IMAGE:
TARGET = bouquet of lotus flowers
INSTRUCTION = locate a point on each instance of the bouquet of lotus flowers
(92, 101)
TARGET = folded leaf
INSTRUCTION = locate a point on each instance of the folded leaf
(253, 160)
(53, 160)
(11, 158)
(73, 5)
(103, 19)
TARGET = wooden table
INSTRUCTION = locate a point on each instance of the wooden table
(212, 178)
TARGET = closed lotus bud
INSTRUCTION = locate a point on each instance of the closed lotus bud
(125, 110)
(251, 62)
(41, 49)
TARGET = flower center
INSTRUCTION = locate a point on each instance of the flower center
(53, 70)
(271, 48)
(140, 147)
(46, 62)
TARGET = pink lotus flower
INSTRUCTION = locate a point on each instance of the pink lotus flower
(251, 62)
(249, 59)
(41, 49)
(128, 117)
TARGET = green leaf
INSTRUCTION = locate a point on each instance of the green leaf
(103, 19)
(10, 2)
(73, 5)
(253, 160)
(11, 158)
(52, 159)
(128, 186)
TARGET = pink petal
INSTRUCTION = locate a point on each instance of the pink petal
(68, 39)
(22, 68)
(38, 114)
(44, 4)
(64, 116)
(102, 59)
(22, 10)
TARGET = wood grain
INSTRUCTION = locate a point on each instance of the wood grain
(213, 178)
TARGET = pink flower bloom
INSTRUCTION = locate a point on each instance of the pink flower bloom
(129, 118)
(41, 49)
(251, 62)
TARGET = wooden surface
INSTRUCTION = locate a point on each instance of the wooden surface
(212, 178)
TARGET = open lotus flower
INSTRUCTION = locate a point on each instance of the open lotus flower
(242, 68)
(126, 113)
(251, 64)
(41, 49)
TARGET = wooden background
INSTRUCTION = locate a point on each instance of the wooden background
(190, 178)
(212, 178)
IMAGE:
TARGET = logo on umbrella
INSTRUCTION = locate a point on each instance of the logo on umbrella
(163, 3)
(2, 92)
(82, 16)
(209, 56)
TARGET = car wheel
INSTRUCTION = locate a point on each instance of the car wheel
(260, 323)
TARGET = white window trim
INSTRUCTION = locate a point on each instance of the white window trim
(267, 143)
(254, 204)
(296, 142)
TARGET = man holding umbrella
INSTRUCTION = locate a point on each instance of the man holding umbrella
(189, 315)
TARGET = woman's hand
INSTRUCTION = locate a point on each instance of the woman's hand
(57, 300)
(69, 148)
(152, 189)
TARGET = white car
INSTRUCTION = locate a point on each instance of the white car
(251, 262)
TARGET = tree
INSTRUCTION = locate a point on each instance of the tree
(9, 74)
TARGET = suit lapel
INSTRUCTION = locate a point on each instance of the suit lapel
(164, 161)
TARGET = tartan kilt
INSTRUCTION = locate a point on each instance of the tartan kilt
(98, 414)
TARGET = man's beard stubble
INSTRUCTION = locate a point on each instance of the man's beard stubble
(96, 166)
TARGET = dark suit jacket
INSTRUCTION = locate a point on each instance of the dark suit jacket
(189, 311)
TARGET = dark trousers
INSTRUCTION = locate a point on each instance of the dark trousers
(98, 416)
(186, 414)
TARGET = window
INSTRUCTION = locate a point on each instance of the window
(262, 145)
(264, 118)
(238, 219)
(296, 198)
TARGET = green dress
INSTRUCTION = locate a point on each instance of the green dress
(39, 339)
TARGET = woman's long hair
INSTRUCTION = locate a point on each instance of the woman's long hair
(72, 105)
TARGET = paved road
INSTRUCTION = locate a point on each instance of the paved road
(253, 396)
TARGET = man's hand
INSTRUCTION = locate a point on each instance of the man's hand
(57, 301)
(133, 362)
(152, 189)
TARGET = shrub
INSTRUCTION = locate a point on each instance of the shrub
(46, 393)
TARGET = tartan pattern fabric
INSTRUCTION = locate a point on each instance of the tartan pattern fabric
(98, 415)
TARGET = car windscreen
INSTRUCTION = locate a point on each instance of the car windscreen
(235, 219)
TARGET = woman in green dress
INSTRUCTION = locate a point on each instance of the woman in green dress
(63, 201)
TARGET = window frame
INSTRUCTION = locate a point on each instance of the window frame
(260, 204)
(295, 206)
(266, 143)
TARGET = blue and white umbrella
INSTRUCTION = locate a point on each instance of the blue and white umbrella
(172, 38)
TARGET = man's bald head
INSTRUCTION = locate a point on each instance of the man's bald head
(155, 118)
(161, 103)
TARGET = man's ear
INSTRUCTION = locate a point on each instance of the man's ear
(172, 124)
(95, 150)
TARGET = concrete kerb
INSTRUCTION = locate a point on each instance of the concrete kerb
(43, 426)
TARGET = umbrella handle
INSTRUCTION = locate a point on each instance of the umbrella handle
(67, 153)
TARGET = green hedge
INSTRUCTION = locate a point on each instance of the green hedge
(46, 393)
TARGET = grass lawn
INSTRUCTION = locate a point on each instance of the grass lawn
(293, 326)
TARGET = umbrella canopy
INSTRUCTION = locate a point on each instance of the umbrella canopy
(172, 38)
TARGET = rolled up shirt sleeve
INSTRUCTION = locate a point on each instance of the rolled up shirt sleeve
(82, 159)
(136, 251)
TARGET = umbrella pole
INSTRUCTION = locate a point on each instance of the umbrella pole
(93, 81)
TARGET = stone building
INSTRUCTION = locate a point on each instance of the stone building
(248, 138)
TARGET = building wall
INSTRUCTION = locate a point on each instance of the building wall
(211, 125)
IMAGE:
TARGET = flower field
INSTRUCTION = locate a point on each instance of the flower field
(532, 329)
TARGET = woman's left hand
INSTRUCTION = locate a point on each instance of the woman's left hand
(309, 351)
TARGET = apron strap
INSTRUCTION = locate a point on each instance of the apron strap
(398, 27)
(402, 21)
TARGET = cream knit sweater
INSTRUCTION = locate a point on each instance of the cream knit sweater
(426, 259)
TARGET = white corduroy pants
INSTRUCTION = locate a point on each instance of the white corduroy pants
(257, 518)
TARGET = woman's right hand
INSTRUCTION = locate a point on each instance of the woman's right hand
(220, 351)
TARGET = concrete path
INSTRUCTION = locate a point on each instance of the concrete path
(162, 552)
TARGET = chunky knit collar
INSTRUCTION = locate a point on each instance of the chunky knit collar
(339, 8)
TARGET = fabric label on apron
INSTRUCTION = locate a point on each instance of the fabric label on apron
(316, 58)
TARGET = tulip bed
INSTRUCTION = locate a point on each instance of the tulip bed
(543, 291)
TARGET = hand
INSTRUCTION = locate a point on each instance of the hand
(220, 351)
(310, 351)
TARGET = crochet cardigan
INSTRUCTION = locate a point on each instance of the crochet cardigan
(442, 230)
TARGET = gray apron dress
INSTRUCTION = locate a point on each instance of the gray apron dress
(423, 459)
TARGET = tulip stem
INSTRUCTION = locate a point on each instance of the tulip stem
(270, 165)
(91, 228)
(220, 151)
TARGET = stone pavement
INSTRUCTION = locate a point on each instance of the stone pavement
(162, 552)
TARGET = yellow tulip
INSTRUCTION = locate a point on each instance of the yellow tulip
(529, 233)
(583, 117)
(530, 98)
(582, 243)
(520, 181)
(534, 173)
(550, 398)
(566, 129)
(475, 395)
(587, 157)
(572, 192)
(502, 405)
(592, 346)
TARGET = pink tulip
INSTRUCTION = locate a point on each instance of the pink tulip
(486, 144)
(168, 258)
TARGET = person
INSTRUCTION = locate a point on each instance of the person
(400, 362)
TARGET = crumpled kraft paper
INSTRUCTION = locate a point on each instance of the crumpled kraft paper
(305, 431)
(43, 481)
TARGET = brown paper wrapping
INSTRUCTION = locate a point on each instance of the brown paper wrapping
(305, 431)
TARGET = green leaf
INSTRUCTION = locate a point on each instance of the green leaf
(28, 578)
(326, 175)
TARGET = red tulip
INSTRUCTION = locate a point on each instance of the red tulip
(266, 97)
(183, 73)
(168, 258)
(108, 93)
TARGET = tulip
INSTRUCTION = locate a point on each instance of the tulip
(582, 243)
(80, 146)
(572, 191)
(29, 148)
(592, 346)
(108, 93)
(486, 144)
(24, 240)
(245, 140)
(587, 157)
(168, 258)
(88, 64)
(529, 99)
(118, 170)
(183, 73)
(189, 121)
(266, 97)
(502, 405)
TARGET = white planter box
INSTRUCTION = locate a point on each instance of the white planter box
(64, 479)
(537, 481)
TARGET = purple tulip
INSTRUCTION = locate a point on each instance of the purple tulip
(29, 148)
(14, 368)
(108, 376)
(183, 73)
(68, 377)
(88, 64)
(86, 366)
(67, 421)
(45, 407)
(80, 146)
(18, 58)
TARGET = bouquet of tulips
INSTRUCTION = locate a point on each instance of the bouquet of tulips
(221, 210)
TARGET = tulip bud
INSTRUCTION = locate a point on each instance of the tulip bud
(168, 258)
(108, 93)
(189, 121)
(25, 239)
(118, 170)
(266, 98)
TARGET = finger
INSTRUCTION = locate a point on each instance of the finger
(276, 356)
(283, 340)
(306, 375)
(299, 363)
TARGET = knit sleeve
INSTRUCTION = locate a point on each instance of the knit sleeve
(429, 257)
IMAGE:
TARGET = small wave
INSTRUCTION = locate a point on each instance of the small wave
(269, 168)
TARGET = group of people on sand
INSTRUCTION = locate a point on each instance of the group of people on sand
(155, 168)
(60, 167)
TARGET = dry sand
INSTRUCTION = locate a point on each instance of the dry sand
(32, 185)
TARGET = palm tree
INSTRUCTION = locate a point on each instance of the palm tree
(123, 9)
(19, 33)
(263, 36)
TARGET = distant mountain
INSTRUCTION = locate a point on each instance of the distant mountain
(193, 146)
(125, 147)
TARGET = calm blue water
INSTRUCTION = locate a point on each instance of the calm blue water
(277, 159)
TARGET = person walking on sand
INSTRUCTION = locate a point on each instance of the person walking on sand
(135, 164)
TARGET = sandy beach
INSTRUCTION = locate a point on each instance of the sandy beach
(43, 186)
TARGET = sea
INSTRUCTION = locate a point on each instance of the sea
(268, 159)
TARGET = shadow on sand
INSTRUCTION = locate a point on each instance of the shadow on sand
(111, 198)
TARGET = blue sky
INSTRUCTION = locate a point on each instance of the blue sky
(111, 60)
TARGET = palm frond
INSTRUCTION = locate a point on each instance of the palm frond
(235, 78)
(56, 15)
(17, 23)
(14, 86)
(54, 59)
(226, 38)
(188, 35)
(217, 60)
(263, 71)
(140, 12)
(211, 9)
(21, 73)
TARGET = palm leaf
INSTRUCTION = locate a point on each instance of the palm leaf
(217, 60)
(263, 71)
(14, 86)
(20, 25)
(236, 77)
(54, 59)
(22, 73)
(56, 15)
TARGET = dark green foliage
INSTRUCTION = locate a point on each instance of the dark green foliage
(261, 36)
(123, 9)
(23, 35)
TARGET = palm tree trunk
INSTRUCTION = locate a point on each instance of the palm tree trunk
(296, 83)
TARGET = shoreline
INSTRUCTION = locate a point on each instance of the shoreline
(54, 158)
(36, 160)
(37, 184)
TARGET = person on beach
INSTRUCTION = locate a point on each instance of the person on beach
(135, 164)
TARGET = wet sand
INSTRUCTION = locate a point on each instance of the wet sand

------------

→ **What you are asked to do**
Quote exactly what appears from the line containing "TARGET = sea" through the final line of the listing above, including both of those lines.

→ **Complete response**
TARGET = sea
INSTRUCTION = locate a point on each instance of the sea
(268, 159)
TARGET = shadow on sand
INSTRUCTION = locate a point on each instance of the shadow on sand
(111, 198)
TARGET = blue sky
INSTRUCTION = locate a point on each instance of the blue sky
(111, 60)
TARGET = palm frond
INSTRUCTION = locate a point on each instance of the palm frond
(235, 78)
(56, 15)
(17, 23)
(14, 86)
(54, 59)
(226, 38)
(188, 35)
(217, 60)
(263, 71)
(140, 12)
(211, 9)
(21, 73)
TARGET = palm leaf
INSTRUCTION = locate a point on each instance of the palm leaf
(217, 60)
(263, 71)
(14, 86)
(20, 25)
(236, 77)
(54, 59)
(22, 73)
(56, 15)
TARGET = dark green foliage
INSTRUCTION = locate a point on each instance of the dark green foliage
(261, 36)
(123, 9)
(23, 35)
TARGET = palm tree trunk
INSTRUCTION = locate a point on each instance of the palm tree trunk
(296, 83)
TARGET = shoreline
INSTRUCTION = locate a point on each instance of the shoreline
(54, 158)
(36, 160)
(37, 184)
TARGET = person on beach
INSTRUCTION = locate a point on each instance of the person on beach
(135, 164)
TARGET = wet sand
INSTRUCTION = locate a point on each instance of the wet sand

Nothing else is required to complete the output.